*** Listed records ***

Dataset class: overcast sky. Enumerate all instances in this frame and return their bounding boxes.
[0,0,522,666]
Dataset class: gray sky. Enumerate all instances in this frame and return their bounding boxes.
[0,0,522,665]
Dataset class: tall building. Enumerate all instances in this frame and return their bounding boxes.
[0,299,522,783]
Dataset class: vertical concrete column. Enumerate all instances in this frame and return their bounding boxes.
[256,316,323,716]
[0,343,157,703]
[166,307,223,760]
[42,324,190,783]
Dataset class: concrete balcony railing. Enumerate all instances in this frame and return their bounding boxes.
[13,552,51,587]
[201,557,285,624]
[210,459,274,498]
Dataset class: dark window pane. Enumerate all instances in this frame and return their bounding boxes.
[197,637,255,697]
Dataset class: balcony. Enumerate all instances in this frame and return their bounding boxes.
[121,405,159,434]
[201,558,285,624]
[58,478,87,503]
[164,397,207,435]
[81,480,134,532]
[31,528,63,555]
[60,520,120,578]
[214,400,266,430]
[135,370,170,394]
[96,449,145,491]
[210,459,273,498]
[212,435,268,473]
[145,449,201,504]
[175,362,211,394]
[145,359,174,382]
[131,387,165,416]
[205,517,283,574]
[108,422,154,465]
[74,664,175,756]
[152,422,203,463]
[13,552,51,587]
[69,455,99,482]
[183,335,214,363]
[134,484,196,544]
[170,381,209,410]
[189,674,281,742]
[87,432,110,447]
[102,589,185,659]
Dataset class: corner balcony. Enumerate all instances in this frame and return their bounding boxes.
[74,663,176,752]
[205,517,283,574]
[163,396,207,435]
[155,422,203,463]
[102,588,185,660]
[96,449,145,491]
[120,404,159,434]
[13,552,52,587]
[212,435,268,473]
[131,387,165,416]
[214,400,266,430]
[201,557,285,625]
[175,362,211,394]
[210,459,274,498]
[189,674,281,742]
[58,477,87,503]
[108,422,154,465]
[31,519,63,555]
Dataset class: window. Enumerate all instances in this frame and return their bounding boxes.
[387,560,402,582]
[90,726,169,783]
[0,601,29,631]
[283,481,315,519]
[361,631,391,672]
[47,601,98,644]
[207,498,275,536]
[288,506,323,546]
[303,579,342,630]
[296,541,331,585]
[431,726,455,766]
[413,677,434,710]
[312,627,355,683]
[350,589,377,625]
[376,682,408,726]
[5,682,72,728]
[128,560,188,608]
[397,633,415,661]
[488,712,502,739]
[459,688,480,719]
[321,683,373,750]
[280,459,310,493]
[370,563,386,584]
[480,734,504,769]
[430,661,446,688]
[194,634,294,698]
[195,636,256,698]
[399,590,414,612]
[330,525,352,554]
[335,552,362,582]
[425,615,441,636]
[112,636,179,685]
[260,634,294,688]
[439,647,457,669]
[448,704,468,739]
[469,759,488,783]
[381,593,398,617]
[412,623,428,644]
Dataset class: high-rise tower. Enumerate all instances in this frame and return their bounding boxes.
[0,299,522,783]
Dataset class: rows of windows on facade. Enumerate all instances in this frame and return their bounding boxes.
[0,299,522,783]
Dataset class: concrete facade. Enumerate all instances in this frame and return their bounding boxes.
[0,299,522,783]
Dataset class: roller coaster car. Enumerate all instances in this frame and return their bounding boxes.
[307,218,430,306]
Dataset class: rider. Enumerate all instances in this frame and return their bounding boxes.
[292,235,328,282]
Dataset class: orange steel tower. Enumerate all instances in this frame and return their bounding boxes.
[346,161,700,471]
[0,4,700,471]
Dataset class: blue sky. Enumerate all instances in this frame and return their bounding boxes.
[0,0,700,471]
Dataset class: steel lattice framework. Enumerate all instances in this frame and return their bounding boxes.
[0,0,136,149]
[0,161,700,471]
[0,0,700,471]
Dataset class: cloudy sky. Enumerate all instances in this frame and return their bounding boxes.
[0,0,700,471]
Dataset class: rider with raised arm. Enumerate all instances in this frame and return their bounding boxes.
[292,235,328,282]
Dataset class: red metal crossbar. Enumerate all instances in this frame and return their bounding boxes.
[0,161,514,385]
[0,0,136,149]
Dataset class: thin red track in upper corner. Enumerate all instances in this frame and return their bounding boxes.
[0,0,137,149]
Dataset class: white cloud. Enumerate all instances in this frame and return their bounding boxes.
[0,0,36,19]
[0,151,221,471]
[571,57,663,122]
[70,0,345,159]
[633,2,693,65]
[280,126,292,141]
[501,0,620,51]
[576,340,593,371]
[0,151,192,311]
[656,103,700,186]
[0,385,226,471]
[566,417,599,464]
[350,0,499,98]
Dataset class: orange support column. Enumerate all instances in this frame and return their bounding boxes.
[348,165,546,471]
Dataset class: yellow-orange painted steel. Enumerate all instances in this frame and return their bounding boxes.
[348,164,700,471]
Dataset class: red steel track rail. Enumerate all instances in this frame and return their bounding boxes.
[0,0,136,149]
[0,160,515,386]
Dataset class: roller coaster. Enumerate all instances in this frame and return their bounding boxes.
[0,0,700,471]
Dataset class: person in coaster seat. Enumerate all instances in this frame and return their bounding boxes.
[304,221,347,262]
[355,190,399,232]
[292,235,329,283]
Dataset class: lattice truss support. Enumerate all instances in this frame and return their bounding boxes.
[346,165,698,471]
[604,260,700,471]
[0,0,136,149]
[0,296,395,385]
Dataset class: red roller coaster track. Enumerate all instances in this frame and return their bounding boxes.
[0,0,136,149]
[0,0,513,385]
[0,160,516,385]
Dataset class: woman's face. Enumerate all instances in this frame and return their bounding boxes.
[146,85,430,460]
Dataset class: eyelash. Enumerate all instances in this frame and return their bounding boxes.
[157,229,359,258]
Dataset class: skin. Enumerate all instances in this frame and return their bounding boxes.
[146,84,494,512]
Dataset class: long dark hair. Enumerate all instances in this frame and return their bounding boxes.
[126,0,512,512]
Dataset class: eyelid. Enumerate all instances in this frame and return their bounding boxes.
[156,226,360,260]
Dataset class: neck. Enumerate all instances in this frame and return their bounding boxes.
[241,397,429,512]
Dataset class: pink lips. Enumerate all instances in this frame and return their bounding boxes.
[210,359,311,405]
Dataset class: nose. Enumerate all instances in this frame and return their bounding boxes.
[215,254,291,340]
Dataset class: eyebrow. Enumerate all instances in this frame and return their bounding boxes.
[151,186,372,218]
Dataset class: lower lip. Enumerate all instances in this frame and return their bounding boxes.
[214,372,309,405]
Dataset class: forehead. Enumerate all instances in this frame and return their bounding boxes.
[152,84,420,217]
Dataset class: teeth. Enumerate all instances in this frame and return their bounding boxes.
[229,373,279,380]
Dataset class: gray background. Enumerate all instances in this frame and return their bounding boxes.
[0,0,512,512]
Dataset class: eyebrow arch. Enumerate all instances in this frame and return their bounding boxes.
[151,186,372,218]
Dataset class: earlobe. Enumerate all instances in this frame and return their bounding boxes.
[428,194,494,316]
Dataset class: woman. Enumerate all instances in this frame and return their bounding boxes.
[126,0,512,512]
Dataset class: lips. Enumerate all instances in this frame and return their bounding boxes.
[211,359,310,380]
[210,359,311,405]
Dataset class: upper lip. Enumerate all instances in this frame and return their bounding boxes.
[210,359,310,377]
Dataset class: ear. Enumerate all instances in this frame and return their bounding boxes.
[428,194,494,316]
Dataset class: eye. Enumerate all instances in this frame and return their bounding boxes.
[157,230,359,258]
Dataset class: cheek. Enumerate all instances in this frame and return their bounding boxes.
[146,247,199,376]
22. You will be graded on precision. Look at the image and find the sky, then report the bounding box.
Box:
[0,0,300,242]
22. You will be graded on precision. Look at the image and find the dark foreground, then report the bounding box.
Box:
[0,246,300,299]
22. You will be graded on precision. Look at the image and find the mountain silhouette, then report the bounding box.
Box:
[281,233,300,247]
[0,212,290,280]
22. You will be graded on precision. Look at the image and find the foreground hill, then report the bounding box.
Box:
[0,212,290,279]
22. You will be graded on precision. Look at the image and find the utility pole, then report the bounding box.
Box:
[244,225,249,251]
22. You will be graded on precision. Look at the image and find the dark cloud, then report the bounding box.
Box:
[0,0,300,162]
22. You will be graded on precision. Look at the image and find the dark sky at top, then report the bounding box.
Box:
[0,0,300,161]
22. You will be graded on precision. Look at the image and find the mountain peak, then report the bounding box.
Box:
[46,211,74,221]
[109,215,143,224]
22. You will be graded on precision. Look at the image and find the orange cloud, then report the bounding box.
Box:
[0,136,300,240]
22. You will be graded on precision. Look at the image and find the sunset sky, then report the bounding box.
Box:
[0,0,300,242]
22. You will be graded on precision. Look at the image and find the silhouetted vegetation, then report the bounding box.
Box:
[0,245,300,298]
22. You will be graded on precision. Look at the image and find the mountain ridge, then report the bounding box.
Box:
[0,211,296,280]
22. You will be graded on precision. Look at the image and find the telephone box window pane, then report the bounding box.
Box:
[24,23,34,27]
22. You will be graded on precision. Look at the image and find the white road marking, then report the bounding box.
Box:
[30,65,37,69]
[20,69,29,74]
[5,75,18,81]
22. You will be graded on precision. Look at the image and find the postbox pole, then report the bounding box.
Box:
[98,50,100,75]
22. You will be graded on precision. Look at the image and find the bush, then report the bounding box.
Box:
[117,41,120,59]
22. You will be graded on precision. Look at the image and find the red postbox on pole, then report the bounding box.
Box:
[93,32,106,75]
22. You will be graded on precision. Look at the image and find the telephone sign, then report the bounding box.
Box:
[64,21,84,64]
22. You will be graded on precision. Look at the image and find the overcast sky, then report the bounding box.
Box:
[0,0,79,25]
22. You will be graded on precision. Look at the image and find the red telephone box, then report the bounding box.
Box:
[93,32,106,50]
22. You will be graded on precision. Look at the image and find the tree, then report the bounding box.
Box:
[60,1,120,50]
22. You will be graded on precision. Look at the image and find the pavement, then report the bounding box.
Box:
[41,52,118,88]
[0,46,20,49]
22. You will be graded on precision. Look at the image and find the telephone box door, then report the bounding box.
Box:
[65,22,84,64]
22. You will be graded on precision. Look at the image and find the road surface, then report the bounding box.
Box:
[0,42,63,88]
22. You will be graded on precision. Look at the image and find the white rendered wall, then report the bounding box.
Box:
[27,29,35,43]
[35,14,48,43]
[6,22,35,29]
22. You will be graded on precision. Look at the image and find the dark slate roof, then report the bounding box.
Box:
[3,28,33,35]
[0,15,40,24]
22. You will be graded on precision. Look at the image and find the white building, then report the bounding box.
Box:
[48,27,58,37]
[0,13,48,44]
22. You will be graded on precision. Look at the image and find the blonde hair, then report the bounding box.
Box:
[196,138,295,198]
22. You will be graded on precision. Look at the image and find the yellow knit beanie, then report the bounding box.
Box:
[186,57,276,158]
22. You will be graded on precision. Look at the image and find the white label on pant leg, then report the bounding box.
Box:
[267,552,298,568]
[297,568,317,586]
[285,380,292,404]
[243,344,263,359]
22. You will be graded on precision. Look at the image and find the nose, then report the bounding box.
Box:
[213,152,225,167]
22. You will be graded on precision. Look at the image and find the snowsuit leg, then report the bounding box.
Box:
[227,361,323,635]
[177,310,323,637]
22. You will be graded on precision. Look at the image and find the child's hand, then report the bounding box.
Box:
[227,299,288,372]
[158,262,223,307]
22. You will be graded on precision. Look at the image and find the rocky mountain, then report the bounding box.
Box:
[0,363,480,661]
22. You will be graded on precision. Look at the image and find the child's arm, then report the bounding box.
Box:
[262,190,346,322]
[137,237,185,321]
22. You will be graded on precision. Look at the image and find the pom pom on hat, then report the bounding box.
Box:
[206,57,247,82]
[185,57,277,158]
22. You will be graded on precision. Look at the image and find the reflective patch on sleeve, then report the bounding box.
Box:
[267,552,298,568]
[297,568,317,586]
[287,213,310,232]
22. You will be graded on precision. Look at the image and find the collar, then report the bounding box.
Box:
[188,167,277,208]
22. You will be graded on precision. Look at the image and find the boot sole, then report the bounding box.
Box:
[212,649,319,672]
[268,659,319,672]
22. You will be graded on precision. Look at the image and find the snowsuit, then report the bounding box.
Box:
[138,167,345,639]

***

■ Request ■
Copy every line from the start of the data down to the line containing "[42,324,190,783]", both ends included, and output only those lines. Multiply each bounding-box coordinate by 0.4 and round it to a whole number, with halves rounded up.

■ Output below ■
Dataset class: overcast sky. Enumerate all instances in this frame and return their bounding boxes.
[0,0,209,266]
Dataset class: gray sky. Enumerate all instances in this frame and return their bounding boxes.
[0,0,209,266]
Dataset class: tall building. Enumerate all instances in this frame and return their bounding boxes.
[0,120,209,313]
Dataset class: vertical concrete column. Enumerate all instances in this frame and return their bounding boxes.
[102,126,129,286]
[0,137,63,281]
[66,123,89,304]
[17,130,76,313]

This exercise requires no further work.